--- DOCUMENT SEGMENT ---

Out from Barry’s Bay to a different world

Author John Meissner recalls his time in the Ottawa Valley in the 1970s.
Out from Barry’s Bay to a different world
By John Meissner
This memoir continues the author’s story of his move to Canada in the 1970s and his time in Barry’s Bay. The first installment was published in the April 2025 Glebe Report.
It wasn’t the 50-hour work weeks at very low pay that cooled my ardour for the glamour of being a writer-photographer at This Week in the Madawaska Valley. My very promising career was sidelined because I couldn’t earn enough to pay for repairs on my car, which was being pounded to pieces on the backroads as my job required. There was no stipend to keep it alive.
So, my wife Chris and I moved to an old brick farmhouse in Cobden. A service job delivering library books to housebound senior citizens brought in enough money to pay the bills. I started making and selling candles. Our rent had increased from $40 to $45 a month, but we had an additional amenity – running water. We still had to use the outhouse out back. We were okay with this. We maintained our sense of adventure and would not be laid low by petit-bourgeois adornments such as flush toilets.
We could still be heroes in our own Odyssey until a simple twist of fate tripped us up – Chris was pregnant. We knew how it happened but hadn’t been paying attention. In a matter of a day, our whole outlook changed. We didn’t mind being poor, after all, we had books (!). But now things were different, the future was not what it used to be.
I had no immediate job skills apart from my aspiring identity as a writer. In the spring, after exploring options, we enrolled at Trent University. At this point, I had to agree with the common wisdom – one could not have children and be an existentialist. The distraction from the central object – oneself and one’s own existence – forced us to retool and change our identities for parenthood.
In late April, 1973, Chris went into labour. In the smoke-filled waiting room at the Pembroke General Hospital, dads smoked cigarettes and when new births were announced, the men handed out cigars and congratulated one another for their prodigious good fortune.
Josh was born on May 1 and was a healthy boy. Mother-in-law Dorothy visited us from Minnesota, and she was terrific. She had been there before and knew all the ropes. She did the laundry and diapers using the large pink, square, wringer Maytag washer (we named it Big Pink). Dorothy then clothes-pinned the doll-sized T-shirts on the line in a happy, nostalgic haze of past children and grandchildren. Chris was hormonal at the time and feeling quite blue. Dorothy said, again in happy nostalgia, “You are going to worry about him (baby Josh) for the rest of your life.” At this, Chris didn’t just weep, she howled and required some time to recover.
I rented a large Budget truck to move our household to Peterborough. After first and last months’ rent and gas, we had $20 to our name. Financial anxiety caused my digestive system to collapse. When we moved into our new apartment using the truck’s powerful hydraulic system, I learned that we moved Big Pink with a full load of water in the laundry.
Once in Peterborough, I had to find work quickly because we were at rock bottom. I secured a job as a night watchman. The DeLaval factory made dairy equipment. For 15 minutes of each hour, I walked through the factory. The rest of the time, I sat in a little booth, studying for my classes.
Baby Josh was enrolled in the Trent Coop Daycare. We spent many hours doing our share of childcare and cleaning to help protect adorable but drooling babies. We were also living on our first good income – I was a member of the International Machinists Union. We were thrilled that we could buy whatever food we wanted at Food City. In the past, the best we could find and afford was three pounds of bacon-ends at a general store for one dollar.
At one point, a job was posted at DeLaval, for the second-lowest paid job. Winning this job was a higher-paying slam dunk. But it would have required me to drop out of classes, so I decided not to apply. I had been brainwashed by my educated family. It was a reluctant but not bad choice as the plant closed five years later.
When we graduated from Trent, we marched out in procession to the song from the movie The Sting as our backdrop. At the time, we felt that we had put one over on . . . somebody. But we hadn’t. We did the time, but there was no crime.
John Meissner is a retired psychologist living in the Glebe. He migrated from the U.S. to Canada in the 1970s.

--- SOURCE DATA ---

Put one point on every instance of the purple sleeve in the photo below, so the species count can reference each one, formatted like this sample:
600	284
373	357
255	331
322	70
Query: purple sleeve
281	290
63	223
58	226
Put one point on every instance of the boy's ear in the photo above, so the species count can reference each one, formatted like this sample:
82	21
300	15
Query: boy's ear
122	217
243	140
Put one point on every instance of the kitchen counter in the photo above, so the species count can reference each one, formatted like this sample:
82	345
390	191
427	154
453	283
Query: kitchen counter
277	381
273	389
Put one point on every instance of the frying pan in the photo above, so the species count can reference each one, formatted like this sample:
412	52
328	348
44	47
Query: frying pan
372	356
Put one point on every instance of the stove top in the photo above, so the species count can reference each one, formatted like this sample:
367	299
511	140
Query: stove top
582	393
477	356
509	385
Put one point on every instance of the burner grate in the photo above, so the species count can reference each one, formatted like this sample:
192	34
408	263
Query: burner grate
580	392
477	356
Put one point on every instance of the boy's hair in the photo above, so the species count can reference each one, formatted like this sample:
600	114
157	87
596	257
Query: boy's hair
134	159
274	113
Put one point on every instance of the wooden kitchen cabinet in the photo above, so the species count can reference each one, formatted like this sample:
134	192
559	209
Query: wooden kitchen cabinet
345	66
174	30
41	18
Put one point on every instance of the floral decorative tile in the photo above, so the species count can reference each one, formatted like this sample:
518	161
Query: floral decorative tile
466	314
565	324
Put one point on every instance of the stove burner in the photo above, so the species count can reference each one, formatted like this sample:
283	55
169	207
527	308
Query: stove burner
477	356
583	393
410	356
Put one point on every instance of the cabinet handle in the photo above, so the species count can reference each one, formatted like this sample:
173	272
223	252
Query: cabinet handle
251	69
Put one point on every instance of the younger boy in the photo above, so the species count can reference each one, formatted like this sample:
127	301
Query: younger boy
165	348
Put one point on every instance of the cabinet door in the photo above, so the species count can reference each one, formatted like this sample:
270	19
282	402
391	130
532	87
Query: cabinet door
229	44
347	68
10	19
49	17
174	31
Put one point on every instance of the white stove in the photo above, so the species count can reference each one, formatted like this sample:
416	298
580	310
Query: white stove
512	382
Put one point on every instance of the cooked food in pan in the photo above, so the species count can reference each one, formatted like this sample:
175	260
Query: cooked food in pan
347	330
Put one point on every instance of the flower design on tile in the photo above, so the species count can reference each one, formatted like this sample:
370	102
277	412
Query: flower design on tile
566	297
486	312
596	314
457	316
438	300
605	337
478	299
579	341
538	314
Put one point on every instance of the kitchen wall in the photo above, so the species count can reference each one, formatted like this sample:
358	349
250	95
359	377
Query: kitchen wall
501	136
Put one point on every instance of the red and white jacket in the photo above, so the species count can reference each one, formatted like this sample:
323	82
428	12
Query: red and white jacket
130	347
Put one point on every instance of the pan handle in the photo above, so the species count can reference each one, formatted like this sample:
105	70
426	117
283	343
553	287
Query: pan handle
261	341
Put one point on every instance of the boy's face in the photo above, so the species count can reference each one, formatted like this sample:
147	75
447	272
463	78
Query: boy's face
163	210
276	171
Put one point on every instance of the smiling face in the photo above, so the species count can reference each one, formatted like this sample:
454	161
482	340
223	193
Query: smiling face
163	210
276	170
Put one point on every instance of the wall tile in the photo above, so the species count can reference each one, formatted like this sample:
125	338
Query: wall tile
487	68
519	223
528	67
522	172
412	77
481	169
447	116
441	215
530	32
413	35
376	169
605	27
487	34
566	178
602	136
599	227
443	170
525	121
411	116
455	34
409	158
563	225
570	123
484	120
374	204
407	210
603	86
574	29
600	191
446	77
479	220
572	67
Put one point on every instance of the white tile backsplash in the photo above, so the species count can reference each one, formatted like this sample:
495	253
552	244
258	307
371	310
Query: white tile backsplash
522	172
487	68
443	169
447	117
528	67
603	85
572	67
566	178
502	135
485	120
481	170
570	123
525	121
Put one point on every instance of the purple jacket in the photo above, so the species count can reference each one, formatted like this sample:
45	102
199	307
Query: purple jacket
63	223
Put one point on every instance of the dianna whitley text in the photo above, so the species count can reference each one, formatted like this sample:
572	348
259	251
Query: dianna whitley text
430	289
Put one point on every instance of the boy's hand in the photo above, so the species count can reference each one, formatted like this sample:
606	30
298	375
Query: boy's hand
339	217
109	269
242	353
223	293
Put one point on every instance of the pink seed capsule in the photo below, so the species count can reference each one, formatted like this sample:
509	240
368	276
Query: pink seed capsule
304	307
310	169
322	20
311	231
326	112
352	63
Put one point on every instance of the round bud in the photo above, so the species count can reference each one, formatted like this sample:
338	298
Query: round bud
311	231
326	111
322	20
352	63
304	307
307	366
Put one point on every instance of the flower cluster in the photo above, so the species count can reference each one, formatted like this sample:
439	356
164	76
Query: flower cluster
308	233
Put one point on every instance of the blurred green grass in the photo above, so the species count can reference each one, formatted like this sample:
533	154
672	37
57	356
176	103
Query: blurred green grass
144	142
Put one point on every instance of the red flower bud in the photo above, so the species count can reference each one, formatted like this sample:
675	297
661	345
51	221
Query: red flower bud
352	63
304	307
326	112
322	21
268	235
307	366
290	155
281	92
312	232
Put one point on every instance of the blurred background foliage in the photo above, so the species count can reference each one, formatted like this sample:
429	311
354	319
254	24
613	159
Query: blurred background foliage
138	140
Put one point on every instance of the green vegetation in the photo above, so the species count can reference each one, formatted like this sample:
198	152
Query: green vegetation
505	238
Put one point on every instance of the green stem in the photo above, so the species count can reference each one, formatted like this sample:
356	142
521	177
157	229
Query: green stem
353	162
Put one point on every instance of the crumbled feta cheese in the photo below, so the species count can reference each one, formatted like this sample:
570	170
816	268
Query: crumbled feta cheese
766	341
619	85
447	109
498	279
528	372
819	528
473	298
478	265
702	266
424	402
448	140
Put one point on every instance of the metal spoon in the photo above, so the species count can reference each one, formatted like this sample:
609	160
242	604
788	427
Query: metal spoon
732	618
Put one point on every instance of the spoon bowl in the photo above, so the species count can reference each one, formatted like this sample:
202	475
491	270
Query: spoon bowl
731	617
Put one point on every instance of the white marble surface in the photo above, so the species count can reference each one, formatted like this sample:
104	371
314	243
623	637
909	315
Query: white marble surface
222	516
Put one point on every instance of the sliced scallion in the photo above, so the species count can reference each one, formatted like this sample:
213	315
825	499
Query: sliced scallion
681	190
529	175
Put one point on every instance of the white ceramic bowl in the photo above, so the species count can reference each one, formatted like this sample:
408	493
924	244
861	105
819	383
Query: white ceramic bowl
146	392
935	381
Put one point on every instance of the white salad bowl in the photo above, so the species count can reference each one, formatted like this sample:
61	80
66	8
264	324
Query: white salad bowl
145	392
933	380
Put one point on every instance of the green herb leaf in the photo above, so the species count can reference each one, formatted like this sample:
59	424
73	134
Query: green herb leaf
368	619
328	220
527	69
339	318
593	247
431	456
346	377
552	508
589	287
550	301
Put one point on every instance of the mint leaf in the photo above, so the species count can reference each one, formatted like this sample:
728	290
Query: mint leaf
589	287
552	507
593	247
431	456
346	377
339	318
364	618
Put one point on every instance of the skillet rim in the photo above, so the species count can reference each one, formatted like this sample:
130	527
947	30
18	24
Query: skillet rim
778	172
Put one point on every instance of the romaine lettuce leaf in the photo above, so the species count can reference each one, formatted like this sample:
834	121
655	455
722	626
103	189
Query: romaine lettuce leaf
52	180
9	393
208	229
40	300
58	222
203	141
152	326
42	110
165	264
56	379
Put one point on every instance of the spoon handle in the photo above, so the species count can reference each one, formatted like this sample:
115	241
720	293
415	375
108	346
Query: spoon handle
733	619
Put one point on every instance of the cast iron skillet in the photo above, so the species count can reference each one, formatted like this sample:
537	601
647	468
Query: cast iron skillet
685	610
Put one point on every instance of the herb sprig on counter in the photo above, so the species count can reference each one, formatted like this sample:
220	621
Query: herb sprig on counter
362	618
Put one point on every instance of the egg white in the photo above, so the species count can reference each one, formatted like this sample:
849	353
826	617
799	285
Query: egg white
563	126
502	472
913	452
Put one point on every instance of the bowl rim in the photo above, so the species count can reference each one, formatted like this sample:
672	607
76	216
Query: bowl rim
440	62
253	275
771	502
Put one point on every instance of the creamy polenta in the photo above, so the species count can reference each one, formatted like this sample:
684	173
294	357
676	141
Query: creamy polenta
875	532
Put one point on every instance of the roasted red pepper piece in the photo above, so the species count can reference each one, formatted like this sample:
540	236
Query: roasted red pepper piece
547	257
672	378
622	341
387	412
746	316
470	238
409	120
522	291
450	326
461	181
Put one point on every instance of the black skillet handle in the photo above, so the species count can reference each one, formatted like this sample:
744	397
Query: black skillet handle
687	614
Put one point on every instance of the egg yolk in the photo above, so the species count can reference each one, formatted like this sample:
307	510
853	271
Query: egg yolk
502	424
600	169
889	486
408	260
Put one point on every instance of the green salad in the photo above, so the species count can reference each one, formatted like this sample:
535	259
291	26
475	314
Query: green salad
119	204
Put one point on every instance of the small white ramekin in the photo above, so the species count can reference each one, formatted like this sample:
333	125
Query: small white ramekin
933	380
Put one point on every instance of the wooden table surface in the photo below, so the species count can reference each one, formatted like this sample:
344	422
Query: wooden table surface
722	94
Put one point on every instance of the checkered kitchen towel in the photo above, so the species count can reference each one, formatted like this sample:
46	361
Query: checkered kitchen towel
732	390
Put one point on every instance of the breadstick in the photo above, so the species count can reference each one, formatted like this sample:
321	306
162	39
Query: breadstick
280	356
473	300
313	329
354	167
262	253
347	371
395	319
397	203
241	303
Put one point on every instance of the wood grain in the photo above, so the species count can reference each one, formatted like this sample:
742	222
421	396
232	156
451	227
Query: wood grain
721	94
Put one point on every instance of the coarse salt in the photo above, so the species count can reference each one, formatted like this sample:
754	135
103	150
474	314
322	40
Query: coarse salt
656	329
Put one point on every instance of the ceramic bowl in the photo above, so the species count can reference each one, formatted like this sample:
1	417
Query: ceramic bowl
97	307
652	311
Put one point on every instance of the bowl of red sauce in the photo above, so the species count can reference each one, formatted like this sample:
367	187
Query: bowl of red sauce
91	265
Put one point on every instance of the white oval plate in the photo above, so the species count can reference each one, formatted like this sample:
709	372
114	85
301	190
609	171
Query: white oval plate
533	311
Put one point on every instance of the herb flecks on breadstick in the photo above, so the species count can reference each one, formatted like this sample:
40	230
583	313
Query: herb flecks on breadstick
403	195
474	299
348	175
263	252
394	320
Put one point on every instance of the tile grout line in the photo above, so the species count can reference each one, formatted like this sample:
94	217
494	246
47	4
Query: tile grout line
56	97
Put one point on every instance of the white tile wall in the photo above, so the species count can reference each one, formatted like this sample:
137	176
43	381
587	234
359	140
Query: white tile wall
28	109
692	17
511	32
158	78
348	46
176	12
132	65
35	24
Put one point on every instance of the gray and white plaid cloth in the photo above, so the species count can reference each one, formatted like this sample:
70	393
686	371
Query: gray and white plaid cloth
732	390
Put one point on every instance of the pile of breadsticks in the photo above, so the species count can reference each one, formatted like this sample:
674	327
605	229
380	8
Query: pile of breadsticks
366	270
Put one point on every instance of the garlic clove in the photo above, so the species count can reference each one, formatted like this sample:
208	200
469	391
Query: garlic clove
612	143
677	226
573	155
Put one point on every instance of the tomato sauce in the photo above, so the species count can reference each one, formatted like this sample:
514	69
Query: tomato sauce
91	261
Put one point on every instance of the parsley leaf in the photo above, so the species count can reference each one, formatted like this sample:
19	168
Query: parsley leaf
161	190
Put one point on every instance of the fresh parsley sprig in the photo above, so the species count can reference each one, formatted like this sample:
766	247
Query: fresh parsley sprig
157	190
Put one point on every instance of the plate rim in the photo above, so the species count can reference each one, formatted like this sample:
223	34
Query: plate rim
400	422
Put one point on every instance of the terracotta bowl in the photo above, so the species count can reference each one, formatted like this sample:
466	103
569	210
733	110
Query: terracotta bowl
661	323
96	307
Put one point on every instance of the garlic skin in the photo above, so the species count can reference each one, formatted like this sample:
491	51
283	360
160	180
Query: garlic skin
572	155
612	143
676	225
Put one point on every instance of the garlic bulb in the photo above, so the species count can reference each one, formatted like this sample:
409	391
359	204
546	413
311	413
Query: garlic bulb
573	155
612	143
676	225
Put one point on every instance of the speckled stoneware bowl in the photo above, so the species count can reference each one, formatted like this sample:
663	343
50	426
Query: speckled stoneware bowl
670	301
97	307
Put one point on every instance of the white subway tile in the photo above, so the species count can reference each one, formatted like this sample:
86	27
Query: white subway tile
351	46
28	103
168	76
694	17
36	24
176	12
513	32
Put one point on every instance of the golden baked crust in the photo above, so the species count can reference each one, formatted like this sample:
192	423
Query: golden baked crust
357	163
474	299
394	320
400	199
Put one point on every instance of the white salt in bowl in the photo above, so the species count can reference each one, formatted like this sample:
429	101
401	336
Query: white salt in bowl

---

REQUIRED ACTIONS:
- 1) In the Barry's Bay memoir, what name was given to the wringer washer?
- 2) Write out the Barry's Bay memoir from "It wasn’t the" up to and including "as flush toilets.".
This material is separate from the Barry's Bay memoir and has no connection to it.

LIST OF ANSWERS:
- 1) Big Pink

- 2)
It wasn’t the 50-hour work weeks at very low pay that cooled my ardour for the glamour of being a writer-photographer at This Week in the Madawaska Valley. My very promising career was sidelined because I couldn’t earn enough to pay for repairs on my car, which was being pounded to pieces on the backroads as my job required. There was no stipend to keep it alive.
So, my wife Chris and I moved to an old brick farmhouse in Cobden. A service job delivering library books to housebound senior citizens brought in enough money to pay the bills. I started making and selling candles. Our rent had increased from $40 to $45 a month, but we had an additional amenity – running water. We still had to use the outhouse out back. We were okay with this. We maintained our sense of adventure and would not be laid low by petit-bourgeois adornments such as flush toilets.